§ Parts of the exercise:
**1.** In the text about the haunted house on West Bow, how long did the house stay empty?
**2.** Carry on the text about Major Weir's ghost stories from the point where it ends.

Following the deaths of the Major and Grizel, the salacious ghostly tales spread thick and fast about Edinburgh. Much, if not all, were probably fabrications designed to enthral. The house on West Bow lay empty for over a century because it had a strong reputation of being haunted. Although it was known that nobody lived there, many people reported seeing lights in the windows, and the sound of revelry, replete with cackling, howling, and ‘the hum’ of Grizel’s evil spinning wheel. The ghost of Major Weir was supposed to issue from the small adjoining close, astride a headless black horse, and gallop off in a cloud of flame. Similarly, Thomas Stevenson, a lighthouse designer, and father of author Robert Louis Stevenson, told tales from his childhood where everyone in West Bow was awoken by the sound of the Devil’s carriage arriving outside the cursed house to take Major Weir and Grizel to Dalkeith. The staircase adjoining the house was reputed to be cursed by Major Weir, and people climbing up it would get the uncanny feeling that they were actually going downstairs.

Schoolboys would dare one another to go into the house and risk facing the Major’s ghost, as Sir Walter Scott recalled. Another story relates to the famous black staff that went everywhere with Major Weir. Apparently, it had an afterlife despite being burned, and could be seen tapping about the house, and also going on errands along the street, sometimes with a lantern hanging from its handle of carved heads. The story also expanded to somewhat spurious accounts of the stick being seen tapping along the pavement of its own accord in front of Major Weir during his lifetime as he went about his daily business.

§ Records provided:
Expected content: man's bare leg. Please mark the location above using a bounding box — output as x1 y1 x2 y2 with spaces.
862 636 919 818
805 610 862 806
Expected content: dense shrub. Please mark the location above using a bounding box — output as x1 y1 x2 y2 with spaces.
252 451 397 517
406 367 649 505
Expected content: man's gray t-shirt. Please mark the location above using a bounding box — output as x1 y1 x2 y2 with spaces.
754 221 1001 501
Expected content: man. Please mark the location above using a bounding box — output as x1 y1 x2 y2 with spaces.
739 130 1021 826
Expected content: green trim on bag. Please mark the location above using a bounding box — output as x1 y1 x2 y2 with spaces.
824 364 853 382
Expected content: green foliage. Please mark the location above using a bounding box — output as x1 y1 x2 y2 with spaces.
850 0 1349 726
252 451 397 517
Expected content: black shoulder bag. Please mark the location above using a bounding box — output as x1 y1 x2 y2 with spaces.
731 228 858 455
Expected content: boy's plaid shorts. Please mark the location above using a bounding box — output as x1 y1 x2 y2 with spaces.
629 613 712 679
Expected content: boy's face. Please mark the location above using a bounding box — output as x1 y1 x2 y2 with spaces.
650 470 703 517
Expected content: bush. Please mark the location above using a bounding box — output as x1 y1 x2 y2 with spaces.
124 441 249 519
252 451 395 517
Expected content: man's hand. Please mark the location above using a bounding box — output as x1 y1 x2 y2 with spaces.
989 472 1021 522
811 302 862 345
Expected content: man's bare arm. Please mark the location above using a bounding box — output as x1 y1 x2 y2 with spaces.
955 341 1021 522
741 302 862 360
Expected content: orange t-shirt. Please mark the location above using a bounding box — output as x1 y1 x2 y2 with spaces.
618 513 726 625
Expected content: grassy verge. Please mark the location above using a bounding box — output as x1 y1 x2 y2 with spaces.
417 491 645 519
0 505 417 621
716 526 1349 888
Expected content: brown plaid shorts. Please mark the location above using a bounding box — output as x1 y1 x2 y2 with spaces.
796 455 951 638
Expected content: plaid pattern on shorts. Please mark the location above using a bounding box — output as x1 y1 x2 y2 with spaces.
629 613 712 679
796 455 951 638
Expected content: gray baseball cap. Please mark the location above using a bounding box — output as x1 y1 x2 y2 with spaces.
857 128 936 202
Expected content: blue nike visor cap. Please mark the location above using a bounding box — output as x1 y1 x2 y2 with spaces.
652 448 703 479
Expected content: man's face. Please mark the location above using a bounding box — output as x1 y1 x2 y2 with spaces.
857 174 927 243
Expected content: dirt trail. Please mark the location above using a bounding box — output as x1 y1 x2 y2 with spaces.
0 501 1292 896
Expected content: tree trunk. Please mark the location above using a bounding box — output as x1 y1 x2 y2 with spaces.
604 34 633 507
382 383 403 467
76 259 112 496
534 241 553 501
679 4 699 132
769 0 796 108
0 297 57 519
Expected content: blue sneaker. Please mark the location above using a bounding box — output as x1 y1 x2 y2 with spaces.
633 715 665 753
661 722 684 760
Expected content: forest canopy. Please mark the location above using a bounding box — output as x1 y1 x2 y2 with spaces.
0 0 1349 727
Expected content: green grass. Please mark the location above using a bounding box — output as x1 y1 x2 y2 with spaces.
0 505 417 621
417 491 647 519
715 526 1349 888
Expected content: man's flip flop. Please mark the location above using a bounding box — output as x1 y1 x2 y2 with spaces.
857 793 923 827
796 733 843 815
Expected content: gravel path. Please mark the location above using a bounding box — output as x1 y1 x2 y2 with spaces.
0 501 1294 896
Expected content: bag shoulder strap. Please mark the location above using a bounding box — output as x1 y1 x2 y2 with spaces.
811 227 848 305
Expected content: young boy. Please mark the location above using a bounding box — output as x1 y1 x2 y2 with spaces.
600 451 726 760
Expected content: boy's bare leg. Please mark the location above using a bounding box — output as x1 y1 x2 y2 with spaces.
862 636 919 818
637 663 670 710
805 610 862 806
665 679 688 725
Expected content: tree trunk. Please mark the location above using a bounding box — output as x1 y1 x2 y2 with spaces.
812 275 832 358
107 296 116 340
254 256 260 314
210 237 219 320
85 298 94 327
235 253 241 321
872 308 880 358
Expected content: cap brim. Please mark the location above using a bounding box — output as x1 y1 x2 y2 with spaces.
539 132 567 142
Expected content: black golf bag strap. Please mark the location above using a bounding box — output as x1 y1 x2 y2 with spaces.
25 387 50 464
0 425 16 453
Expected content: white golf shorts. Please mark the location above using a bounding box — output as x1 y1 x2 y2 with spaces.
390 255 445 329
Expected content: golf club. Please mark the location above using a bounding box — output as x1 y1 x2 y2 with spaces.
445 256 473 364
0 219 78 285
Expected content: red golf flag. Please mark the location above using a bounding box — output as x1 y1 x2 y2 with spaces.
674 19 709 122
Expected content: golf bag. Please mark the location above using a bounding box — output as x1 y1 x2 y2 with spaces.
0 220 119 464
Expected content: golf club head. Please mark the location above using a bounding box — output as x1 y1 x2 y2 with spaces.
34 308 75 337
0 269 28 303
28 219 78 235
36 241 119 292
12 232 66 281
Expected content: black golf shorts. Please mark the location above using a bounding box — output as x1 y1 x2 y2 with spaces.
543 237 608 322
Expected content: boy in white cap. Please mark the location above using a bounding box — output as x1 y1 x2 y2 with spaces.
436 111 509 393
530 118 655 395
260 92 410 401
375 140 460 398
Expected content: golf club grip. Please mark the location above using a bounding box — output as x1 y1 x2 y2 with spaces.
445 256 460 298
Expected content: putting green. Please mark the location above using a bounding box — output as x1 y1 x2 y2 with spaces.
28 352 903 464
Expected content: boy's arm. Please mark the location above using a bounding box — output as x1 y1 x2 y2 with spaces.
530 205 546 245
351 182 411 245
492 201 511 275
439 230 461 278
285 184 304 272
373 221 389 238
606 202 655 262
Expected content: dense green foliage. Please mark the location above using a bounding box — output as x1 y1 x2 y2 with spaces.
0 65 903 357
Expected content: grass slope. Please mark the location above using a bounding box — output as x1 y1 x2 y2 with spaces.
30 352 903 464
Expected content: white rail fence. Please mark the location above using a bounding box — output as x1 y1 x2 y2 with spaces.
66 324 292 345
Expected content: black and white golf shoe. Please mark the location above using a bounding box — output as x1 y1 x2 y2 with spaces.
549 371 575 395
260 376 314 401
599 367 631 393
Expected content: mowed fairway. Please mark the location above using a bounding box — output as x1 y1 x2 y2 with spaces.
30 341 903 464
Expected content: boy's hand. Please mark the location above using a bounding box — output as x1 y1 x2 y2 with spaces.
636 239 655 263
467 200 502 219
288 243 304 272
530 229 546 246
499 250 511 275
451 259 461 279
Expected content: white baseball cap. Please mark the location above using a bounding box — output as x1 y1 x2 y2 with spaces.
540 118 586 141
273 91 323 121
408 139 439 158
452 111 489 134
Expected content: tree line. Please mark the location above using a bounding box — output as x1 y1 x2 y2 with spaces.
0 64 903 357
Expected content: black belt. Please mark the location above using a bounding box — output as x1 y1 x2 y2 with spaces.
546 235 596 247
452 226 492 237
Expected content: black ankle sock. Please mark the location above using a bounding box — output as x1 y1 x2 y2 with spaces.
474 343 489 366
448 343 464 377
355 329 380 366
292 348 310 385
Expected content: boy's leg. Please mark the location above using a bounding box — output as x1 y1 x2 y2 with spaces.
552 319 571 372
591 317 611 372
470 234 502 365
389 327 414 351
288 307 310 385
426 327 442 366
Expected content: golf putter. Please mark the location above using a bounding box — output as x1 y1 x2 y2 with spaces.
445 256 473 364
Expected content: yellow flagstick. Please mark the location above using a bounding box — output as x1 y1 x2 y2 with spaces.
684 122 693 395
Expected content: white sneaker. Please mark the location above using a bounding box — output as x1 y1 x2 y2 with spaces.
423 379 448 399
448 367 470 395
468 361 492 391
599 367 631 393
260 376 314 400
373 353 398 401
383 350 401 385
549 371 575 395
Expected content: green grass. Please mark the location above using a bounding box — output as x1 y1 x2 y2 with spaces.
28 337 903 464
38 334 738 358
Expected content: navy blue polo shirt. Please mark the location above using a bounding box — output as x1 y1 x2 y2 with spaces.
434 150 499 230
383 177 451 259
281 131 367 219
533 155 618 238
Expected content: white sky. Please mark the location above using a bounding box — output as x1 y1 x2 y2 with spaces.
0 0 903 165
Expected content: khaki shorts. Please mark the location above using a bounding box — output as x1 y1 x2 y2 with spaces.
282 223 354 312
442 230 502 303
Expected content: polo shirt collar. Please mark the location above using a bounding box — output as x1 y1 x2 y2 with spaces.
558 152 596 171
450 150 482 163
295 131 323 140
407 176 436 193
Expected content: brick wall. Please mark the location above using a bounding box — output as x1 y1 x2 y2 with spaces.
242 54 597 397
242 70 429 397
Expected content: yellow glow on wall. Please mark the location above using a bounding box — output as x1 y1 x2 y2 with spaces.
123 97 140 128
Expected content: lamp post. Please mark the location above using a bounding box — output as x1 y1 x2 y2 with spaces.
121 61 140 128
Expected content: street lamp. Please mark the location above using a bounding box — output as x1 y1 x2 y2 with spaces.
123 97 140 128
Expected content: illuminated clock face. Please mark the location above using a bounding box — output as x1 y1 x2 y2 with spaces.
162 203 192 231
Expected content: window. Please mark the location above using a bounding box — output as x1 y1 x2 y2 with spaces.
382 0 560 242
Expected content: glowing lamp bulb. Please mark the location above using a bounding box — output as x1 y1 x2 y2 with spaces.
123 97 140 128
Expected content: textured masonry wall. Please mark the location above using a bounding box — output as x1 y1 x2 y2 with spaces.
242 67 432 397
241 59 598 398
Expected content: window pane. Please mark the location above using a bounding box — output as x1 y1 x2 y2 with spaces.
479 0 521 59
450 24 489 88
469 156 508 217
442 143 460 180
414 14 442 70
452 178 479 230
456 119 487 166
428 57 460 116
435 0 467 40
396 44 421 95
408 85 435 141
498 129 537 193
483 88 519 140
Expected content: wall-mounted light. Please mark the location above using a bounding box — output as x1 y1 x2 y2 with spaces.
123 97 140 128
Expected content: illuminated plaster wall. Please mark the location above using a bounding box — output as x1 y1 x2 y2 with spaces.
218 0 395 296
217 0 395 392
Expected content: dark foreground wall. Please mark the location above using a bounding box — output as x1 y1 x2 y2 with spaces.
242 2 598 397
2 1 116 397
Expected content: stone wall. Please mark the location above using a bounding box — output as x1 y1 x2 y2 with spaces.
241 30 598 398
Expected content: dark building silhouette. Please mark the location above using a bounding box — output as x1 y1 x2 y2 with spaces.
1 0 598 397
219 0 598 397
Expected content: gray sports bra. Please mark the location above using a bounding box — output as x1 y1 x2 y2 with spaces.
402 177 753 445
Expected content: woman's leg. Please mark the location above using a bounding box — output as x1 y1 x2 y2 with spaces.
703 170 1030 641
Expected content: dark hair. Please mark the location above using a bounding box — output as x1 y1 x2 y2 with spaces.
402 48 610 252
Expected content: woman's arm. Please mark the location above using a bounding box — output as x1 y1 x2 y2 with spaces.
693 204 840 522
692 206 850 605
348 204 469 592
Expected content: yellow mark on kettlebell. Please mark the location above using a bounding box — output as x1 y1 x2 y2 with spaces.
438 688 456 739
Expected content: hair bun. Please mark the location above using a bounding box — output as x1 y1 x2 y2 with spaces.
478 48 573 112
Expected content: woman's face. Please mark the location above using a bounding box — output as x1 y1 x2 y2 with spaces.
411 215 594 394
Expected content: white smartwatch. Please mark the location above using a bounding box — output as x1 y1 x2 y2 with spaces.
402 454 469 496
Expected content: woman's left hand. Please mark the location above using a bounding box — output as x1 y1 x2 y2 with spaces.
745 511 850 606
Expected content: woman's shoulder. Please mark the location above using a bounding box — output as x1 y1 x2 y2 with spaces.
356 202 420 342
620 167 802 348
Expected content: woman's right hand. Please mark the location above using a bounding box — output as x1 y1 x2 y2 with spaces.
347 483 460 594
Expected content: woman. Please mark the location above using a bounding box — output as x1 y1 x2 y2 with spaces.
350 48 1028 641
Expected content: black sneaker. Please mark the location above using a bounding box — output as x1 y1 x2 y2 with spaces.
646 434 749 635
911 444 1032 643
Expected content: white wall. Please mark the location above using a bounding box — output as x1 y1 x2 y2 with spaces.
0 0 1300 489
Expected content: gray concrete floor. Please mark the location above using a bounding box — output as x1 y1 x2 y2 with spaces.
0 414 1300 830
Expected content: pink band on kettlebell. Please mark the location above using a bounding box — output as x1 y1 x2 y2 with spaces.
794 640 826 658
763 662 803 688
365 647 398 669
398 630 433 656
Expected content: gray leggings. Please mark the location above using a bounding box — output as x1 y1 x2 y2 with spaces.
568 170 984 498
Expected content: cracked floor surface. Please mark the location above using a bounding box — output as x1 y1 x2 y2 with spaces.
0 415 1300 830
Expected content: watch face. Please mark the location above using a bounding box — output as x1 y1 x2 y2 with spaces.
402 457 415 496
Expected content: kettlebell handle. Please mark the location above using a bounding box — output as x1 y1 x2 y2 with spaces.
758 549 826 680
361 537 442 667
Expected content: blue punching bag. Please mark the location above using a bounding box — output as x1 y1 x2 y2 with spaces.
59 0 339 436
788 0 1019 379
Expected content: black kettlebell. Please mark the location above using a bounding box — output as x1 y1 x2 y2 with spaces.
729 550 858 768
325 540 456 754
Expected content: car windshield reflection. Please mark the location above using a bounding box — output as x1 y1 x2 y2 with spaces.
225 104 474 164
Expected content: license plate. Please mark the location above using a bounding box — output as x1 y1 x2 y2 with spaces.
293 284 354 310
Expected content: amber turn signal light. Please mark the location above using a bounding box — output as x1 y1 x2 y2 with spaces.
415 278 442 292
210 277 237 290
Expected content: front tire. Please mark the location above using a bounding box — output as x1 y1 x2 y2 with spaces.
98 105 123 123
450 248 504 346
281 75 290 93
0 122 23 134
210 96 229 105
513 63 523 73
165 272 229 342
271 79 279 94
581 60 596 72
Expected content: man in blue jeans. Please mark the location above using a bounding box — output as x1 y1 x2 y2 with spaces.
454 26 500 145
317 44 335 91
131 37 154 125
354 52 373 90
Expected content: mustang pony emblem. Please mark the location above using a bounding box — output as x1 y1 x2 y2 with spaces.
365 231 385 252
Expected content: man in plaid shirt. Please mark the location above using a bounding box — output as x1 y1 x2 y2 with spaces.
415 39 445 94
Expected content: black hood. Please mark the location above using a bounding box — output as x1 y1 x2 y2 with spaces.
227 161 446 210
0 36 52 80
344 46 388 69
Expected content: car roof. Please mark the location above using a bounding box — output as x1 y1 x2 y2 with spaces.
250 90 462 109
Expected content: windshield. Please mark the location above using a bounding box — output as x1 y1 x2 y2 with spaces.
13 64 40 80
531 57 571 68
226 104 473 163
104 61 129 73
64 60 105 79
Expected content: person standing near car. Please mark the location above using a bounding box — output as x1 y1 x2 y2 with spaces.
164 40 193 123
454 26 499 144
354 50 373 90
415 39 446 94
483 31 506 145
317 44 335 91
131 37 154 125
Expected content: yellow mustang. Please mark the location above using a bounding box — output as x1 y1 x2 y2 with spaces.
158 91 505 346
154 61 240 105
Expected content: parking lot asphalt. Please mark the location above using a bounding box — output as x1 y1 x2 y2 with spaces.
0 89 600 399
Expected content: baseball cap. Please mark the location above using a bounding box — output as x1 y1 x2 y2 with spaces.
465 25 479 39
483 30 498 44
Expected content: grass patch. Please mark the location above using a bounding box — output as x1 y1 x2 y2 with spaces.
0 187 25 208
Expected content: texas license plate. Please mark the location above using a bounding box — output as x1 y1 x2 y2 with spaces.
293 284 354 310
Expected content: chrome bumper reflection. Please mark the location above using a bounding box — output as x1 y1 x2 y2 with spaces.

§ Solved problems:
**1.** Over a century.

**2.**
Anyone trying to stay overnight in the haunted house wouldn’t make it to dawn. One ex-soldier, Patullo and his wife rented it, seemingly unaware of the stories. On their first night there, they were awoken by a strange light in the bedroom, which coalesced into the form of a calf. The apparition then put its forelegs on the bed and looked at them quizzically before fading away. The couple left the next morning. Strange stories continued to circulate about the house, until the remnants of it were destroyed during building work in the 1870s. Since then, the stories have entered the Scottish folkloric conscience.

With the passage of almost 350 years, we’re not exactly in a position to find out exactly what happened. One thing we can conclude is that something was drastically wrong to cause both the Major Weir and his sister to make such confessions. Modern retellings of the affair posit that both were mentally unstable. Speculation on the matter is fruitless. However, it seems to be apparent that Jean ‘Grizel’ Weir was executed for the ‘crime’ of being the victim of alleged sexual abuse. That, I believe, to be the true horror.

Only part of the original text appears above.